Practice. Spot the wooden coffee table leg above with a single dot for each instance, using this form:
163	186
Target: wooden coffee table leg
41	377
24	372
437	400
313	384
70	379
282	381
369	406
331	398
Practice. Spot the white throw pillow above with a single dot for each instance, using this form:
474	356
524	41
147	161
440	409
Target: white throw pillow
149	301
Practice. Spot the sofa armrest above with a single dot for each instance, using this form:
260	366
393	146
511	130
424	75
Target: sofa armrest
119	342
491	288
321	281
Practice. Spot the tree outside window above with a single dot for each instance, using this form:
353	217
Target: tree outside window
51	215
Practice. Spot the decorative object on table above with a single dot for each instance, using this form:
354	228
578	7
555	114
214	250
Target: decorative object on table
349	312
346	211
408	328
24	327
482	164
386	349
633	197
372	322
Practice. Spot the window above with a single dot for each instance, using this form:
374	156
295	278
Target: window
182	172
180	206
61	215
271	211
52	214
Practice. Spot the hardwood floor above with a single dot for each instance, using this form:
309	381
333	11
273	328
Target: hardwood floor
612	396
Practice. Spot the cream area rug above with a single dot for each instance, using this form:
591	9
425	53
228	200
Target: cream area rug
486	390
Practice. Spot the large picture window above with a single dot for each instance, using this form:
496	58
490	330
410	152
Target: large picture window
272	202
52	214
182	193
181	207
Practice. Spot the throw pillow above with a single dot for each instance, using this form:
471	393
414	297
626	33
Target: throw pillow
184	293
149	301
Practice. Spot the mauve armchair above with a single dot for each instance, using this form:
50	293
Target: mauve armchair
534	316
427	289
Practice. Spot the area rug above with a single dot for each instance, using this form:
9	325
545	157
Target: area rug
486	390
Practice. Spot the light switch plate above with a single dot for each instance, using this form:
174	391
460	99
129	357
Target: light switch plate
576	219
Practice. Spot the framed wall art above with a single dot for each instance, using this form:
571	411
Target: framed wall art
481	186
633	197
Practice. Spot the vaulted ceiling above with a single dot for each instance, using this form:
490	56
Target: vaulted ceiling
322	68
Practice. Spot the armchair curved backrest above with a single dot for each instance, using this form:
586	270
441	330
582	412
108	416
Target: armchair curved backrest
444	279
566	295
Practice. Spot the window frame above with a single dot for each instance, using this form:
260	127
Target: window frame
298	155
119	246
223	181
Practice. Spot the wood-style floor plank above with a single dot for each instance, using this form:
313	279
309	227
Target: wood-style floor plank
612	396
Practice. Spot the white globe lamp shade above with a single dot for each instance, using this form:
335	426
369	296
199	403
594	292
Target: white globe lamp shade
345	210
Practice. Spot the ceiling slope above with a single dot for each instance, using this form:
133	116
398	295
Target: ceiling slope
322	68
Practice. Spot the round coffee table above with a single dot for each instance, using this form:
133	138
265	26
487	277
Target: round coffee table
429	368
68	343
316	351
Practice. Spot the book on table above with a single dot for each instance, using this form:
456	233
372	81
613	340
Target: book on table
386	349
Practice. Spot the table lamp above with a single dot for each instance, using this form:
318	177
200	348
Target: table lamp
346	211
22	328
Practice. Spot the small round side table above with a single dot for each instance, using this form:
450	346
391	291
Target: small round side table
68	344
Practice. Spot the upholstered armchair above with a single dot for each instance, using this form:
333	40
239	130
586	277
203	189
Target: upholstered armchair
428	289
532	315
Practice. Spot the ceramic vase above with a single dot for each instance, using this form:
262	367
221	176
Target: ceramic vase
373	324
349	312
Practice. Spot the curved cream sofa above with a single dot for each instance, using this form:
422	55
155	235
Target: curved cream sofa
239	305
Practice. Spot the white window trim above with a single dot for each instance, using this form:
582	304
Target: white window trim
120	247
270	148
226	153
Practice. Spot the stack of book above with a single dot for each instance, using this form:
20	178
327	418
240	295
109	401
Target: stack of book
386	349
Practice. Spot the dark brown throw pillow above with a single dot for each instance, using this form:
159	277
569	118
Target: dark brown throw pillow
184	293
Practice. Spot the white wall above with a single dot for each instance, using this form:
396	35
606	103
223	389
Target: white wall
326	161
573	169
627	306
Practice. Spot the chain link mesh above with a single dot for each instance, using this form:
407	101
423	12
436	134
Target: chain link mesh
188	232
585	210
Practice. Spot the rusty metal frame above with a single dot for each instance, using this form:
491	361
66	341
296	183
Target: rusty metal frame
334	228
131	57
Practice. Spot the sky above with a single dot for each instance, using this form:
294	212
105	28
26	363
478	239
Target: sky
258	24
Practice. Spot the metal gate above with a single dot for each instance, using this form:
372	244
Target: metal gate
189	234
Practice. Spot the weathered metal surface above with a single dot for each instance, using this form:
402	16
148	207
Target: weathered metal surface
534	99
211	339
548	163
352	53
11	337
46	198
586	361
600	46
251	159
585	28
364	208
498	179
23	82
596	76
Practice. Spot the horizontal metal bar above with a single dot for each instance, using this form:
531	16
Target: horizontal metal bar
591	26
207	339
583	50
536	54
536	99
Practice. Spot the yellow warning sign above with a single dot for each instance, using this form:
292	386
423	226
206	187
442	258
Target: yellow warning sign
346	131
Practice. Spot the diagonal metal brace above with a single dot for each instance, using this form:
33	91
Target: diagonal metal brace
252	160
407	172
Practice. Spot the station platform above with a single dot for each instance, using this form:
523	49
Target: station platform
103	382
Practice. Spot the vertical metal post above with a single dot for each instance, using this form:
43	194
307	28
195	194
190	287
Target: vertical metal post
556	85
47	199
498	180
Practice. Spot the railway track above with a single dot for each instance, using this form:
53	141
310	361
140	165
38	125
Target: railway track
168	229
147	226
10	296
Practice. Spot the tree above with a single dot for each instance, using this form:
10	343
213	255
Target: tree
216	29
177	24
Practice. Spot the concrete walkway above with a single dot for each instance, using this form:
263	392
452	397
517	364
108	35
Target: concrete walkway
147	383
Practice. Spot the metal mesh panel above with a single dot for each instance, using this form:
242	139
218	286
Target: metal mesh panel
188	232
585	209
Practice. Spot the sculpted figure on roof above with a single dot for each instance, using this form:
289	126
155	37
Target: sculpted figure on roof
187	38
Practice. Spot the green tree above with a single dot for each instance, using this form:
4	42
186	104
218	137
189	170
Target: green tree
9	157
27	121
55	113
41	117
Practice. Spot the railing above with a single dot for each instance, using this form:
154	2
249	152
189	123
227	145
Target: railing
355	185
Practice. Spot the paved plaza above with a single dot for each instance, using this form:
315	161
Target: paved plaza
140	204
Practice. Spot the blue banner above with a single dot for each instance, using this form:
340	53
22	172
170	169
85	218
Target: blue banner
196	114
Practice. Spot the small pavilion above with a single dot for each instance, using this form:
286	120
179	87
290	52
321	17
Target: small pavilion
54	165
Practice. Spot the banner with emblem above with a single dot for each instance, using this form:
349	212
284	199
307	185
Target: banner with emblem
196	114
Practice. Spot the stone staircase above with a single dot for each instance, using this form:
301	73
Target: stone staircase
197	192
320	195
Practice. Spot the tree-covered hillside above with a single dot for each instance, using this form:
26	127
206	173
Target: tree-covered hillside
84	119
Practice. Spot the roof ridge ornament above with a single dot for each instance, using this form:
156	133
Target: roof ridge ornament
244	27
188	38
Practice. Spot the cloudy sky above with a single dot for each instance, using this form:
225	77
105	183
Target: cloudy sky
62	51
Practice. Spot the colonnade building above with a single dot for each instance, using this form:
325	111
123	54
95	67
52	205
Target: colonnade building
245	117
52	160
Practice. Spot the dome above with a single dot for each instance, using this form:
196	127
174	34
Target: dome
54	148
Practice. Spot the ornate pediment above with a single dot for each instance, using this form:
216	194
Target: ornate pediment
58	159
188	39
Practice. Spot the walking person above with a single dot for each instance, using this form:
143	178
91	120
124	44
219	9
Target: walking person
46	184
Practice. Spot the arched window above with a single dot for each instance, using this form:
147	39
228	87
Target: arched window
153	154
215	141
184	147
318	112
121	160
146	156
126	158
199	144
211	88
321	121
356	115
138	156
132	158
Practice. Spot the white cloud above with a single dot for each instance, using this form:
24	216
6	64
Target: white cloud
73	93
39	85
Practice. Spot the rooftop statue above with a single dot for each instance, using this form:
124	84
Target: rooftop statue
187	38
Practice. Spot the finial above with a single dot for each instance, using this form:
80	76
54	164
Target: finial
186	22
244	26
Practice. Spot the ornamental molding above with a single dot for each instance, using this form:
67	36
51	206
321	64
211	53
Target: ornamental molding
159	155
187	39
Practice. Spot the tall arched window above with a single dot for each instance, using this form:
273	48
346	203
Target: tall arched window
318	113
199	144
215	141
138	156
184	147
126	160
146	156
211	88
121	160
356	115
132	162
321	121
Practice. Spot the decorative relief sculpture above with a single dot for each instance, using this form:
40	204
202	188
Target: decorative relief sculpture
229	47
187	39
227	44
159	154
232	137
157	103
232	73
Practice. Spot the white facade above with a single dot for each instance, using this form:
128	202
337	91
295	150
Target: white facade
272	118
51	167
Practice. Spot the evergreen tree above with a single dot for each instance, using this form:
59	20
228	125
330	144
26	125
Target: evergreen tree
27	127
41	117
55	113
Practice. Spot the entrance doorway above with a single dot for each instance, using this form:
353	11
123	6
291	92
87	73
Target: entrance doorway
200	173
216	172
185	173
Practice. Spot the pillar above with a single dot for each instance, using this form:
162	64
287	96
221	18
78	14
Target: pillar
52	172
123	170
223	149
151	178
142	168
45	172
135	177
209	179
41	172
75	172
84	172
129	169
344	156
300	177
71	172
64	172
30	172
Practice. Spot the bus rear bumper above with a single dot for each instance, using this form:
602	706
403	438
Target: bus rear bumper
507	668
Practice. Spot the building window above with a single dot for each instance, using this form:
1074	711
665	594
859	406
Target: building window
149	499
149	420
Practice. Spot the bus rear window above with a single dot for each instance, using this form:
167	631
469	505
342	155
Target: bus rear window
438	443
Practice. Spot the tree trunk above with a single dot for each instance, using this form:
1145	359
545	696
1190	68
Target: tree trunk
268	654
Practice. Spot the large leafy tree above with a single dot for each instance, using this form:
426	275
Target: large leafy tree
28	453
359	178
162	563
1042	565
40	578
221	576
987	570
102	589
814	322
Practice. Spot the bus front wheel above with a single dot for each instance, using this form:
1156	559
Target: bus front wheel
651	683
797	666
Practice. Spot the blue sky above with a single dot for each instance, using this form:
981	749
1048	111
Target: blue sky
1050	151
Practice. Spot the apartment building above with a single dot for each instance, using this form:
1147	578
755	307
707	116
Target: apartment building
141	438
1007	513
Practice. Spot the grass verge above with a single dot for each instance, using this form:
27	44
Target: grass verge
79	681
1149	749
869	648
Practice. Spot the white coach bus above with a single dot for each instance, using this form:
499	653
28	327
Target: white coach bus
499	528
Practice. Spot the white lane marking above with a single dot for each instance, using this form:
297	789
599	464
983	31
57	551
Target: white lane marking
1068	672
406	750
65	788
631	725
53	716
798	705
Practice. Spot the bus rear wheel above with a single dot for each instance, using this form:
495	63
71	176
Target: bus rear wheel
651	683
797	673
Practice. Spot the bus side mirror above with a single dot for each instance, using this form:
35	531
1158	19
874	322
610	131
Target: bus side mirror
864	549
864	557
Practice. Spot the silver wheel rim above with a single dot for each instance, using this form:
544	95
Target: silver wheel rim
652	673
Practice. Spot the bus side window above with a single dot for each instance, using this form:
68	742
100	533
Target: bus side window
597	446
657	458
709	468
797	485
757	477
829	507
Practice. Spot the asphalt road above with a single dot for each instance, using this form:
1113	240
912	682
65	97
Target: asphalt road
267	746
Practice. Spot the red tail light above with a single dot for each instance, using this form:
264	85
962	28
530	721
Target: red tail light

▸ Goal of the exercise: Each line of the data above that contains "tail" counts once; report the total alone.

▸ Solution below: 2